[Aim of the exercise]: Rewrite every row below, replacing "bounding box" with "box of coordinates" and leaving all other text as it is.

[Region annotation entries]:
>> BEGIN
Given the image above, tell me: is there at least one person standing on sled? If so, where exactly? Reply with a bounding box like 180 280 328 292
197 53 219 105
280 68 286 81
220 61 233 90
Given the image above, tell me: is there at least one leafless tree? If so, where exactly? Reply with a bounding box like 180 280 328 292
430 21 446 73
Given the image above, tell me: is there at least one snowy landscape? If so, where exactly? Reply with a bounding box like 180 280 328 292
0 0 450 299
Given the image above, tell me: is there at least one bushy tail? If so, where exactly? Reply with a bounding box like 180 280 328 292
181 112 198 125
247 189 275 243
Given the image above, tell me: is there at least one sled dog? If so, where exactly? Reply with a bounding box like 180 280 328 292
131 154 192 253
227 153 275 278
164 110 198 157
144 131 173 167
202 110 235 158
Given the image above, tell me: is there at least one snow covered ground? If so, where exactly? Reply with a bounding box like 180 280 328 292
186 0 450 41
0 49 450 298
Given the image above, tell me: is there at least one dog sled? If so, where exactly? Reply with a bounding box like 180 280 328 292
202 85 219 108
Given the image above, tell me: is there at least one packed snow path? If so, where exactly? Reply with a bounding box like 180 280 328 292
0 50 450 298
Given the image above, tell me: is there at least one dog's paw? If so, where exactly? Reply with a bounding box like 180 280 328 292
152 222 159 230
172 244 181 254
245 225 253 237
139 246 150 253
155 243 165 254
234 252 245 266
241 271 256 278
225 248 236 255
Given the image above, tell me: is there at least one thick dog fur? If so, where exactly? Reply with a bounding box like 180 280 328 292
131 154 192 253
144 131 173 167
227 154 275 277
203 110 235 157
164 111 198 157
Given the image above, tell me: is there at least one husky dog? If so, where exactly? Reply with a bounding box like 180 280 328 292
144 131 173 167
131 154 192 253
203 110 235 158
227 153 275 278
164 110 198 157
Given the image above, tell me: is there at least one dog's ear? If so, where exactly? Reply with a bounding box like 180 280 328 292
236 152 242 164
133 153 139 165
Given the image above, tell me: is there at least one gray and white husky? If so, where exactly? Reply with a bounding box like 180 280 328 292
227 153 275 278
>> END
[Output of the task]:
Given the image above, tell me: is there at least one person standing on sled? If so, where exactly? Reply with a box of coordinates like 180 280 328 292
197 53 219 105
280 68 286 81
220 61 233 90
Given the image above, tell me: is there at least one leafless tree? If so, where exactly? Reply with a box of coordinates like 180 280 328 292
430 21 446 73
Given the image above, tell me: is there at least one snowy landscape? If so, where exactly? Reply with a box of coordinates like 180 280 328 292
0 0 450 299
Given the image above, tell me: is there at least one bushy tail? If so, where exactly? Reply with a box of coordinates like 180 280 328 292
181 112 198 125
247 189 275 243
Given the image above, tell me: is there at least one sled dog? If so, where exactly? Reply with a box of coordinates like 180 280 328 292
131 154 192 253
227 153 275 278
164 110 198 157
144 131 173 167
202 110 235 158
Given the image above, tell me: is there at least one snow covered ground? If so, where exactly? Reply with a box of coordinates like 180 280 328 292
186 0 450 41
0 49 450 298
Given the image above, tell me: is there at least one dog sled? If so, where exactly? Reply with a box of coordinates like 180 280 328 292
202 85 219 108
Given the image above, tell me: is there at least one packed snow path? If so, where exactly? Reply with a box of coordinates like 180 280 328 292
0 50 450 298
Given the image above, tell me: is there at least one dog's paw? If so, where exactly? Reply with a box of coordinates like 180 280 328 292
152 222 159 230
172 244 181 254
245 225 253 237
139 246 150 253
155 243 165 254
234 252 245 266
241 271 256 278
225 248 236 255
Given the image above, tell me: is there at least one thick dog fur? If so, where exactly? Reply with a box of coordinates like 180 280 328 292
131 154 192 253
144 131 173 167
227 154 275 277
203 110 235 157
164 111 198 157
Given the image above, tell me: is there at least one husky dog? If so, where exactly? Reply with a box of coordinates like 180 280 328 292
144 131 173 167
131 154 192 253
203 110 235 158
227 153 275 278
164 110 198 157
Given the image above, tell me: is there at least one dog's ear? If so, where exactly? Reply with a box of coordinates like 180 280 328 292
236 152 242 164
133 153 139 165
Given the image above, tell me: is there at least one gray and white husky? If so, where exactly? Reply with a box of coordinates like 180 280 328 292
227 153 275 278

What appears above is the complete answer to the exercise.